- **What the task asks**
Copy out all of the rows below, substituting "point" for each "marker" and keeping everything else the same. Don't include the pictures in your answer.
— START Data for processing —
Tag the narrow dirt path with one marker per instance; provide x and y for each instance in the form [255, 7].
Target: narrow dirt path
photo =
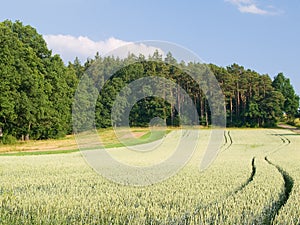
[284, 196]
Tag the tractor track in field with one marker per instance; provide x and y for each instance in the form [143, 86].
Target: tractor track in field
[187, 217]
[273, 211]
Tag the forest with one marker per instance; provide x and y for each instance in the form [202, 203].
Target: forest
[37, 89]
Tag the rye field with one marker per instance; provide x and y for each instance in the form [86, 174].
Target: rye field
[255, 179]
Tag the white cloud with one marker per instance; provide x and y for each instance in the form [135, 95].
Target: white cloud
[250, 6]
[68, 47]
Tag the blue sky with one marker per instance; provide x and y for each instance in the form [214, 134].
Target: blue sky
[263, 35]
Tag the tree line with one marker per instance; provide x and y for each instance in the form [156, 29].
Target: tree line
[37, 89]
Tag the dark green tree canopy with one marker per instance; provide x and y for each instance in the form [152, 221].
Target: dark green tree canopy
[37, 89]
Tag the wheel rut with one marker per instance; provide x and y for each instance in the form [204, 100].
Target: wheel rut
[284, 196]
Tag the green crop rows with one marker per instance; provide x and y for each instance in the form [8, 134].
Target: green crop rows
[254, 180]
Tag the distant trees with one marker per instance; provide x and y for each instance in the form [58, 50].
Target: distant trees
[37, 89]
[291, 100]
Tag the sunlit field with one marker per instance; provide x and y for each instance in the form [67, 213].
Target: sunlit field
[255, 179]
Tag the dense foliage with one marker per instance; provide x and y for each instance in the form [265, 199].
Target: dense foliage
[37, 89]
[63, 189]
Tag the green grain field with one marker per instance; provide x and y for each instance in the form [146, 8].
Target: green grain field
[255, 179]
— END Data for processing —
- **Worked solution**
Tag the narrow dirt path with one point per instance; provide x and y for each instance in the form [255, 7].
Target: narrow dirt path
photo =
[284, 196]
Tag the tractor track in field with one point per instance; provide x and y for each instance in the form [143, 86].
Target: tractor track in field
[187, 217]
[273, 211]
Tag the forest with one point per instance; provide x and y for each instance in the form [202, 203].
Target: forest
[37, 89]
Tag the rye field with one point per instance; provide x and y for each instance in the form [86, 174].
Target: rye field
[255, 179]
Tag the white cloud with one point per instance; provide x and y for each instance in the form [135, 95].
Target: white cloud
[250, 6]
[68, 47]
Tag the blue sky with one point per instance; provide x and y for each instance in the form [214, 134].
Target: blue sky
[263, 35]
Tag the tree line with one point per instance; provide x and y for each instance in the form [156, 29].
Target: tree line
[37, 89]
Tag the dark green tree canopy with one point per instance; provide x and y for each instance in the form [152, 221].
Target: dark green tree canopy
[37, 89]
Tag the wheel rut with one point per instance; provide x and y for each instance in the form [204, 100].
Target: wheel rut
[284, 196]
Tag the green crop rows with one point per instance; provide x and y for each instance in the form [8, 134].
Target: green crop rows
[254, 180]
Tag the distant trees with one point per instance; provide x and y for each instance in the form [58, 50].
Target: distant trees
[37, 89]
[291, 100]
Tag the sunlit field with one point per instance; provide x and y for each instance in the form [67, 213].
Target: sunlit field
[255, 179]
Tag the dense foliage with one point per instance; provide x and y for each instance in the form [265, 199].
Target: dense foliage
[37, 89]
[63, 189]
Tag the green grain field with one point per instance; provide x and y for each instance in the form [146, 8].
Target: green grain field
[255, 179]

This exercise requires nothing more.